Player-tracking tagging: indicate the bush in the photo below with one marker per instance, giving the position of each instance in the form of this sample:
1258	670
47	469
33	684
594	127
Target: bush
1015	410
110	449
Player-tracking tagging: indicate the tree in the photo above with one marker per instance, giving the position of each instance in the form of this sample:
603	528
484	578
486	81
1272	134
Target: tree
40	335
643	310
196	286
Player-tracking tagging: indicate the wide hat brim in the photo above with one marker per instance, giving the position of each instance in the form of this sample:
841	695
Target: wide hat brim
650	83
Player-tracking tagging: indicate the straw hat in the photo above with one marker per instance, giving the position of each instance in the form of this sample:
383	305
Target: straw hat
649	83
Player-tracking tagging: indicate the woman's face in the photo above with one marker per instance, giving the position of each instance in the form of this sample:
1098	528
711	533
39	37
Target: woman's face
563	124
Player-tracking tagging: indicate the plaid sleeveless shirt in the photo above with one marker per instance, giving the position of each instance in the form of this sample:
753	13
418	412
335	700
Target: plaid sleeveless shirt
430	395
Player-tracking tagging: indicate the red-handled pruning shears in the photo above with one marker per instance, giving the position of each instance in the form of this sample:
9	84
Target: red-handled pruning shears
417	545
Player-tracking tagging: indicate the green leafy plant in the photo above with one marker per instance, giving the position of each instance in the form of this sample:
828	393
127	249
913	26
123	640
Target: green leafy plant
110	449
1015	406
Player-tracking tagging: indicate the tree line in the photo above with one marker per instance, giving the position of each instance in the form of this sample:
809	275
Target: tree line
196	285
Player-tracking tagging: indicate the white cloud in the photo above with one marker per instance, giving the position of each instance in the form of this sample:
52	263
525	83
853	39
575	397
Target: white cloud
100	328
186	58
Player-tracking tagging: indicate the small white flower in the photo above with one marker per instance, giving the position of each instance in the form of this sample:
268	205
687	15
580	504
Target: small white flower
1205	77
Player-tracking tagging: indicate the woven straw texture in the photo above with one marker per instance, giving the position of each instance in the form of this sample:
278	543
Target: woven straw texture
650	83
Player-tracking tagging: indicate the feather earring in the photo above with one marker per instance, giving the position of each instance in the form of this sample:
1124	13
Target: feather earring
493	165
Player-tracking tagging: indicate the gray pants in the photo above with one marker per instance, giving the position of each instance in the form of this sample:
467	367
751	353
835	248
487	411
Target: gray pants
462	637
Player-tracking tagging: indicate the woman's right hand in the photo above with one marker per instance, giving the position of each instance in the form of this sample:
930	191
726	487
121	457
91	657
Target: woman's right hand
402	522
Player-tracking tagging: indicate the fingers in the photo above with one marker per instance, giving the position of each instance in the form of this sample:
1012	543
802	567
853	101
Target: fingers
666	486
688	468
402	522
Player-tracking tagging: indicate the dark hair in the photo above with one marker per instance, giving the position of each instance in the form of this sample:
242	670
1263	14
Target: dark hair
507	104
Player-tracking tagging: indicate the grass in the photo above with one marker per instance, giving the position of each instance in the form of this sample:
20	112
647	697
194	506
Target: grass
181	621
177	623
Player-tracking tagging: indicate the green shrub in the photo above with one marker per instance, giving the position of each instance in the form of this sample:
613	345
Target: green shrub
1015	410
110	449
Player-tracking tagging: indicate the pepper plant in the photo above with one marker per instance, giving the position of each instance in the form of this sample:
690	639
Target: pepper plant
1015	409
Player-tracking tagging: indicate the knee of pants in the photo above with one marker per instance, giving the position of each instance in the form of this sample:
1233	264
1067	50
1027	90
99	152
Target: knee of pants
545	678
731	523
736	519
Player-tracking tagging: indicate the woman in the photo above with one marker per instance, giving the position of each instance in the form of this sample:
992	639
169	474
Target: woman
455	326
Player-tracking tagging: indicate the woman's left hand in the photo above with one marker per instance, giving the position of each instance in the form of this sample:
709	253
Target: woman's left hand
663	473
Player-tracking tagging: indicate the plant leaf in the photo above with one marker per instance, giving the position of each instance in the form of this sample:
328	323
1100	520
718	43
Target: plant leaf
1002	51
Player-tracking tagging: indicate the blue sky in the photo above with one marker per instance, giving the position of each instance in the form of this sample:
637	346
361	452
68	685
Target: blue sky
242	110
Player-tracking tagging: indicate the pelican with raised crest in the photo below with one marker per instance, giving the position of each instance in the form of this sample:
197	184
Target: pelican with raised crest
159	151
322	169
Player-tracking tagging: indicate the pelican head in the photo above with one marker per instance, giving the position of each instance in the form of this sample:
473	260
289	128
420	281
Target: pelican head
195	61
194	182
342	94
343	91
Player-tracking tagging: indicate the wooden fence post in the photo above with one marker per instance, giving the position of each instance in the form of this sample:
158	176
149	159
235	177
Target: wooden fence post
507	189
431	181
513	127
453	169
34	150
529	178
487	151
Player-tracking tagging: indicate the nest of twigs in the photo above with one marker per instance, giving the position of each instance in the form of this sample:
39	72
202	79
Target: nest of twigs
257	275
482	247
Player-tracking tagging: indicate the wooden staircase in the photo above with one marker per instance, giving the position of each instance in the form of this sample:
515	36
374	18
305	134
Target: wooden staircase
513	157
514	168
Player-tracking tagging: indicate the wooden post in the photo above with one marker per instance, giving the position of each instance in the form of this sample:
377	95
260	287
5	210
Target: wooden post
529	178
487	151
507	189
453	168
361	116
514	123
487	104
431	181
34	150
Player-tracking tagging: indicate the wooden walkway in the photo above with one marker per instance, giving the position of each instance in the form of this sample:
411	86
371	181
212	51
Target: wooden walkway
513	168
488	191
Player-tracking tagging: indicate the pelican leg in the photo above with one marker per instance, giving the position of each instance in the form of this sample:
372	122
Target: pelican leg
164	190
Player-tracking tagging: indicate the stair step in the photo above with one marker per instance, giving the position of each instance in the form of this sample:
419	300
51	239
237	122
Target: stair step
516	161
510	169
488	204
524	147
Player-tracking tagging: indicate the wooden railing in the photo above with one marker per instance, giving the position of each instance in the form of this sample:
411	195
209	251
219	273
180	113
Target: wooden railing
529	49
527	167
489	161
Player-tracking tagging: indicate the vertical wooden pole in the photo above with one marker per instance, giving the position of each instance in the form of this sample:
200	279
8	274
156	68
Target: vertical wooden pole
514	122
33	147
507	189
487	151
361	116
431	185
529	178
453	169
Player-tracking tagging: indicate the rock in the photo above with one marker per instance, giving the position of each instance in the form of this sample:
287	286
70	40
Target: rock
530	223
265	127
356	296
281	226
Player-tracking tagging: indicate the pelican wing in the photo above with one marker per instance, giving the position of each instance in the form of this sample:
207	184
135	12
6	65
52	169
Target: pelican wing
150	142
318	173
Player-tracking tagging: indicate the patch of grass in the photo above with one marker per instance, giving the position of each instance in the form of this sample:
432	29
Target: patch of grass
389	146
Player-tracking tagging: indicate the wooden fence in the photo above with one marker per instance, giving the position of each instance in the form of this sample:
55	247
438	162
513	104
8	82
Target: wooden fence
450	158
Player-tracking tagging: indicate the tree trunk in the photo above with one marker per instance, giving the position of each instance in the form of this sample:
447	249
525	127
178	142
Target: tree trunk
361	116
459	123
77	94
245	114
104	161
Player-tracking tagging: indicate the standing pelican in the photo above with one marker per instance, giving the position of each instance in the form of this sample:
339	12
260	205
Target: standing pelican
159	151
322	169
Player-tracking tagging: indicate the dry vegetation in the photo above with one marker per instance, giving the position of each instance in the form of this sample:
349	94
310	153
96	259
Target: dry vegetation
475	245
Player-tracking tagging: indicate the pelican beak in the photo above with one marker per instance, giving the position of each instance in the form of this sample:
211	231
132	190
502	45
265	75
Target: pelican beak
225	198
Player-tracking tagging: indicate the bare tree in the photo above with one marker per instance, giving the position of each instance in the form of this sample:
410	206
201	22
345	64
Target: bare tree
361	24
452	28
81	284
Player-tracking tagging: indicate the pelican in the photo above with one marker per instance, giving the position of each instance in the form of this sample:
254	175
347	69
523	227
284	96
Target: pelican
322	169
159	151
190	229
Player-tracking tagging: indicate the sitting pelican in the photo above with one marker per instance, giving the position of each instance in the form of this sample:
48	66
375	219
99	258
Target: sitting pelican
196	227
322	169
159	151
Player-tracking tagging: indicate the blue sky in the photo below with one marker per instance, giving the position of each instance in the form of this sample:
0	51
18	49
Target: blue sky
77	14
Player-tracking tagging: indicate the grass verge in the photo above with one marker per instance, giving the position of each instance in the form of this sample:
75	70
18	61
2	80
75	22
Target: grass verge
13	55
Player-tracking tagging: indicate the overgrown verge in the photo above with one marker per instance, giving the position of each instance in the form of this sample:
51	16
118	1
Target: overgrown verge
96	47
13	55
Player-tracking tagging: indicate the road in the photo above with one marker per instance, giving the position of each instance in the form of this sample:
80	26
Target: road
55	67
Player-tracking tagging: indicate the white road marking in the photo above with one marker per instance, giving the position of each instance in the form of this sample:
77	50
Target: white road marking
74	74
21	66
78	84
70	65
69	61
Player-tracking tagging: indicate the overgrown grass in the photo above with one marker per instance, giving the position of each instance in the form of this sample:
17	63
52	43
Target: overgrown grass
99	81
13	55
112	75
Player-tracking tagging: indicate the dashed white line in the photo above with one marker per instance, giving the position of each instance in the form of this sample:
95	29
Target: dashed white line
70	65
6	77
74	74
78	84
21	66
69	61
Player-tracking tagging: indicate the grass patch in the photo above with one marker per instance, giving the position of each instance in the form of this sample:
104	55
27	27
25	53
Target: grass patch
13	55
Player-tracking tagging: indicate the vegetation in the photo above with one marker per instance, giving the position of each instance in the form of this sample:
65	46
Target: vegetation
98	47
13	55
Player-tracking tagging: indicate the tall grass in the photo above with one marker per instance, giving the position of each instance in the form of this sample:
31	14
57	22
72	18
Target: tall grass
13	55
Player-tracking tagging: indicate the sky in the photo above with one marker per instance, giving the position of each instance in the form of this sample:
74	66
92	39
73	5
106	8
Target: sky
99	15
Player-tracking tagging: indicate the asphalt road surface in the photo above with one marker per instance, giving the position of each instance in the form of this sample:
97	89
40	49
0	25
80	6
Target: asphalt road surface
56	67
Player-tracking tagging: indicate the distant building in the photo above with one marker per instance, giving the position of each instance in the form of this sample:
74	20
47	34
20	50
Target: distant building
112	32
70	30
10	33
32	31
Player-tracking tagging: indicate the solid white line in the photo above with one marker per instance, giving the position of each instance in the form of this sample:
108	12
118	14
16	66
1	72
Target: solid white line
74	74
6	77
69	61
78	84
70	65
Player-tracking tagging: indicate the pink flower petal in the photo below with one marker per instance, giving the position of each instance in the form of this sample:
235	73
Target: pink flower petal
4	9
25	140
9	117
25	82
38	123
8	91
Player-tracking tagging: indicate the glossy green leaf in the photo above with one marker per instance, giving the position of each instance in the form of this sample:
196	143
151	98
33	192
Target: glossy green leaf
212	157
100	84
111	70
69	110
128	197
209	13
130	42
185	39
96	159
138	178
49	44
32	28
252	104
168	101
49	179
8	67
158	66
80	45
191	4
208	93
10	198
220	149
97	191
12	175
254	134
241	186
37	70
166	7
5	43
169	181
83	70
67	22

**Task statement**
In the entries above, find each line with "below" and copy it.

**Result of this task**
Player-tracking tagging: indicate the bush in the photo below with one marker per instance, giving the position of each instance in the form of this sample:
Player-tracking tagging: indicate the pelican with raised crest in the photo below with one marker per instance, giving the position of each instance in the form of this sample:
Player-tracking tagging: indicate the blue sky in the photo below with one marker per instance, giving the position of each instance in the form of this sample:
Player-tracking tagging: indicate the pink flower petal in the photo below with one marker per instance, giving the position of each instance in the form of this sample:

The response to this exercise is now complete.